BRONTEKST:
Op basis van deze cijfermatige uitwerking is te zien dat als sprake is van te verrekenen verliezen, belasting is verschuldigd bij kwijtschelding. De belasting is gelijk aan 50% van de verrekenbare verliezen, voor zover deze EUR 1 miljoen te boven gaan.
 
Wat deze uitkomst ook ongerijmd maakt, is dat als er geen verrekenbare verliezen zijn, wel het gehele bedrag van de kwijtschelding zou worden vrijgesteld door toedoen van de kwijtscheldingswinstvrijstelling.
 
Reparatie van deze samenloop?
De demissionair Staatssecretaris van Financiën Van Rij heeft op 4 oktober jl. in het kader van de Fiscale verzamelwet 2024 op vragen het volgende over deze samenloop gezegd:
 
“De samenloop tussen de verliesverrekeningsmaatregel in artikel 20, tweede lid, Wet Vpb 1969 en de kwijtscheldingswinstvrijstelling kan, zo is inmiddels gebleken, in bepaalde gevallen resulteren in belemmeringen bij de sanering van vorderingen op verlieslijdende Vpb-plichtige lichamen, doordat deze lichamen ten gevolge van deze samenloop kunnen worden geconfronteerd met Vpb-heffing over hun kwijtscheldingswinst. Bij de Belastingdienst zijn recentelijk enkele gevallen bekend geworden waar dit speelt. Naar aanleiding daarvan wordt nader bezien of en zo ja, op welke wijze, al dan niet geclausuleerd, nadere maatregelen moeten worden getroffen, waarbij uiteraard ook de vormgeving, de budgettaire aspecten en de uitvoeringsaspecten in de afweging zullen worden betrokken. Naar verwachting zal ik uw Kamer hierover in het eerste kwartaal van 2024 nader informeren.”

GESELECTEERDE GEGEVENS:
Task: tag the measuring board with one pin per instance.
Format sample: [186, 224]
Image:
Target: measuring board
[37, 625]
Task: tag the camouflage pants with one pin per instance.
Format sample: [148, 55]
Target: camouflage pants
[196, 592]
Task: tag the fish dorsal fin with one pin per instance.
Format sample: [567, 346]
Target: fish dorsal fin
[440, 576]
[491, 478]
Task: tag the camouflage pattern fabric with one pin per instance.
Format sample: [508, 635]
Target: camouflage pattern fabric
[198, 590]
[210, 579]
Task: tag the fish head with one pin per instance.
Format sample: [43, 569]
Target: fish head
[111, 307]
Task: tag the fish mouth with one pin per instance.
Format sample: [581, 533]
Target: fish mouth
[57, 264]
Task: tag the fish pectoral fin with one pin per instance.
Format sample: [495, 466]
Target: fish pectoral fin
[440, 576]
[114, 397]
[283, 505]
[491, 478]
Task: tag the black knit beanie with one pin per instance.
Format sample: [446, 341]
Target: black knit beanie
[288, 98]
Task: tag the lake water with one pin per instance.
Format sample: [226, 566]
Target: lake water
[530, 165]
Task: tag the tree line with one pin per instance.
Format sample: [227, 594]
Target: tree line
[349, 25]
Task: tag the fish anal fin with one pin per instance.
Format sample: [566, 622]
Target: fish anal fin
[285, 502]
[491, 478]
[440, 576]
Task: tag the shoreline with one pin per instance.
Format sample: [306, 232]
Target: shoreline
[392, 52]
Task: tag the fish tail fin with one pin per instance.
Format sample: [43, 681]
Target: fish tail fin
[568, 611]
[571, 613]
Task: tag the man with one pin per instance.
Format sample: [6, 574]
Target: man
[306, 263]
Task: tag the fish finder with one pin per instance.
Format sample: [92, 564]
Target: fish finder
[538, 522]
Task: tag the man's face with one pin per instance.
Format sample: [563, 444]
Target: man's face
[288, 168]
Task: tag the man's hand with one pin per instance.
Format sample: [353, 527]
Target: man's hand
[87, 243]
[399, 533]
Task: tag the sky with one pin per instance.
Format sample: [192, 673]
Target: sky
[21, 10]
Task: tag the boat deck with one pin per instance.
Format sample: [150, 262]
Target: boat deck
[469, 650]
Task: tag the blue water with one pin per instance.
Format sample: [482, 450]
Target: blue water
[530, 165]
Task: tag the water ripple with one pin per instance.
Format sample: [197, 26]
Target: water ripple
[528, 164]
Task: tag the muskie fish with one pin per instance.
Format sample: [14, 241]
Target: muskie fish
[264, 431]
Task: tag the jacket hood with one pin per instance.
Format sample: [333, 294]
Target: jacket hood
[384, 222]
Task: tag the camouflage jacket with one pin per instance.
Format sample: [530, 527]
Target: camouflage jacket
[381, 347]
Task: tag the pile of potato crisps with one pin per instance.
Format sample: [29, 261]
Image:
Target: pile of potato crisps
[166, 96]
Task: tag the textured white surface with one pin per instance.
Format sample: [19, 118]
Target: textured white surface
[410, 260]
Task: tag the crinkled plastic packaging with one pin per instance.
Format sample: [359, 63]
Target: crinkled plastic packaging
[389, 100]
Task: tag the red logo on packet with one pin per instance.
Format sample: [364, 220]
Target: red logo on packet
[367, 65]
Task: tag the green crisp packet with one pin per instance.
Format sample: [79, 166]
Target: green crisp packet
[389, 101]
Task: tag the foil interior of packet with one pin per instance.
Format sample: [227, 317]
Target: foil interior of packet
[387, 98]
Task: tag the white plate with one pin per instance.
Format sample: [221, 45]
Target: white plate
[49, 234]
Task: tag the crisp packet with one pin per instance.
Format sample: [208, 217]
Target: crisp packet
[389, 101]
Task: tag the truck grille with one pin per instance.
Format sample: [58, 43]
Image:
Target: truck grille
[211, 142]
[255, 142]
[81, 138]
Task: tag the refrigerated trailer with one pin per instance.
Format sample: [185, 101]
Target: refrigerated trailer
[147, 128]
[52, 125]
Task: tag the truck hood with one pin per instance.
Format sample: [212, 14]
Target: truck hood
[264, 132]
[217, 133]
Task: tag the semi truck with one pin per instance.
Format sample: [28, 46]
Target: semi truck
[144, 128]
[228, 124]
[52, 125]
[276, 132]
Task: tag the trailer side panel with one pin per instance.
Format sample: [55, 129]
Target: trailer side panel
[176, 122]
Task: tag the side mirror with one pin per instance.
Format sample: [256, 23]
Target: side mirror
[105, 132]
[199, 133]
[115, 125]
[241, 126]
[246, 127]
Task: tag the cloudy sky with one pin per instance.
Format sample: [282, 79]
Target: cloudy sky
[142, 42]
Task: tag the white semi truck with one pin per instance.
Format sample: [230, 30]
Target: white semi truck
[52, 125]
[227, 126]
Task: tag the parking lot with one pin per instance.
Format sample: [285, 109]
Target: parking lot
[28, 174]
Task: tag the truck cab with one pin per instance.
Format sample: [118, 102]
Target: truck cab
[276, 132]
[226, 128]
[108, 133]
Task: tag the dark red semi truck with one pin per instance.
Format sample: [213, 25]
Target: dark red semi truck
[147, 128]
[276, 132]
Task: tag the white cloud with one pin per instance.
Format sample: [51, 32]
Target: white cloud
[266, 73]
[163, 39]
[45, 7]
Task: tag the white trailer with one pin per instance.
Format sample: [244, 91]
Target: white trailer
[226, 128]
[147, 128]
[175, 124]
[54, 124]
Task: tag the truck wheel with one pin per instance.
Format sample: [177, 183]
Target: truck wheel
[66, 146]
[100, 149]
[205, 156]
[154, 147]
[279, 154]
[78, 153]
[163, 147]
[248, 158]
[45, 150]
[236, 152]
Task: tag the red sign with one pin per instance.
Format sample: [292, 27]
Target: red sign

OPDRACHTEN:
**A.** Hoeveel belasting is volgens de brontekst verschuldigd bij kwijtschelding als er te verrekenen verliezen zijn?
**B.** Welke aspecten worden volgens de brontekst in de afweging over nadere maatregelen betrokken? Noem ze allemaal.
De gegevens staan los van de brontekst.

UITGEWERKTE ANTWOORDEN:
**A.** 50% van de verrekenbare verliezen, voor zover deze EUR 1 miljoen te boven gaan.

**B.**
- de vormgeving
- de budgettaire aspecten
- de uitvoeringsaspecten